**BRIEF**
Scale up the part of the data that opens with the line containing "Put a dot on every instance of the green leaf." and closes with the line containing "<point>670,199</point>", writing out every line in that part, not only the answers. Multiply each coordinate in the answer points by 2 and round to whole numbers with halves up, leaving the format sample points unchanged.

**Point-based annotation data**
** begin **

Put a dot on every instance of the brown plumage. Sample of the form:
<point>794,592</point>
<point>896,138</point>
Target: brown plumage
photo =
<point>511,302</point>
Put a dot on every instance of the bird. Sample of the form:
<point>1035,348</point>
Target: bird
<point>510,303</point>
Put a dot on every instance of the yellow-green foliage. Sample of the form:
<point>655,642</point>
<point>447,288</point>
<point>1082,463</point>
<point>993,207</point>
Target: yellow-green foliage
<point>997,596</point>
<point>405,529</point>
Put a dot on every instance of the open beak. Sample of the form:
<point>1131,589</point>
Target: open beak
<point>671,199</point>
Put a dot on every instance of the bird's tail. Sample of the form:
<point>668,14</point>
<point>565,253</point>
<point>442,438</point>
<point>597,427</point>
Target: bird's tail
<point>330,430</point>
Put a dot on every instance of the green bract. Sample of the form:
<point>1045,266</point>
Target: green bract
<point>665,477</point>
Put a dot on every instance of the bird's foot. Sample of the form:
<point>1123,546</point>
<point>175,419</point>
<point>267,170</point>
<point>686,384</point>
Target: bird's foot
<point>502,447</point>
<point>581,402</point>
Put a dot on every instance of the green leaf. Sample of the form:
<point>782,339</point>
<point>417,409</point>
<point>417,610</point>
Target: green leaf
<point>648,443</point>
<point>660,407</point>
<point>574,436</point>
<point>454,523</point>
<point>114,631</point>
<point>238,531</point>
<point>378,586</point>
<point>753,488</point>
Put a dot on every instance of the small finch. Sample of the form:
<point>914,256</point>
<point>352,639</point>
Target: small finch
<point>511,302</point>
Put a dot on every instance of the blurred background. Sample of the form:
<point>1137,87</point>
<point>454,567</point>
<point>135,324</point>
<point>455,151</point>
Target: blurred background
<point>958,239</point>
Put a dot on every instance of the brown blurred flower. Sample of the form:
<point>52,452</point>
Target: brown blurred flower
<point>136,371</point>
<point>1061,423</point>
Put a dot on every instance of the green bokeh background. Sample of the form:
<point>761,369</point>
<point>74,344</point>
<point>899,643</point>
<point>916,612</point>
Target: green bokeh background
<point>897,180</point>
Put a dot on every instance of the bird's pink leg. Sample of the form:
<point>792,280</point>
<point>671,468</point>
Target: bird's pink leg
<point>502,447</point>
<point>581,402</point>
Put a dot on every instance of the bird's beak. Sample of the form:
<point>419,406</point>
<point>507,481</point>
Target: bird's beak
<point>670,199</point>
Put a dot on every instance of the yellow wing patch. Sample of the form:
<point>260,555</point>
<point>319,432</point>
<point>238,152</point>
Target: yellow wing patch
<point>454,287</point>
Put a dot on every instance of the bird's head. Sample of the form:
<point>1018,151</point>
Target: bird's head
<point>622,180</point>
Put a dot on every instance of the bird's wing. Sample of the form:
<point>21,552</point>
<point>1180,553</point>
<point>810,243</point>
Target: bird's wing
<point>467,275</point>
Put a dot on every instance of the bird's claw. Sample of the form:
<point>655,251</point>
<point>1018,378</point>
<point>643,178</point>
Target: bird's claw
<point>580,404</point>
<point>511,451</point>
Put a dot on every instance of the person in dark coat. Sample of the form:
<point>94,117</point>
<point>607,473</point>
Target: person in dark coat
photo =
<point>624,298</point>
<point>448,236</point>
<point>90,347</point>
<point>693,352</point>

** end **

**ANSWER BELOW**
Put a dot on every instance of the green leaf. Sample of the form:
<point>782,339</point>
<point>417,409</point>
<point>417,610</point>
Target: green leaf
<point>1296,886</point>
<point>1320,814</point>
<point>1148,872</point>
<point>908,1046</point>
<point>228,1262</point>
<point>476,1062</point>
<point>756,1172</point>
<point>1506,976</point>
Put a dot on every instance of the small finch. Sample of the form:
<point>914,256</point>
<point>352,639</point>
Target: small finch
<point>1022,604</point>
Put a dot on every instance of the blurred background. Sample of the form:
<point>1137,87</point>
<point>454,567</point>
<point>135,324</point>
<point>455,151</point>
Target: blurred background
<point>1916,478</point>
Put a dot on every instance of the brown blurred flower. Sample of the form:
<point>52,452</point>
Target: brown blurred flower
<point>272,742</point>
<point>2122,846</point>
Put a dot on every instance of the green bokeh background. Sample of the form:
<point>761,369</point>
<point>74,344</point>
<point>899,643</point>
<point>916,612</point>
Target: green bokeh background
<point>1794,360</point>
Put a dot on every instance of the bird's pink leg. Sample of the form:
<point>792,280</point>
<point>671,468</point>
Target: bird's pink leg
<point>1004,894</point>
<point>1162,804</point>
Put a dot on every instance of the bird's beak. Sample of the form:
<point>419,406</point>
<point>507,481</point>
Target: bird's beak
<point>1340,398</point>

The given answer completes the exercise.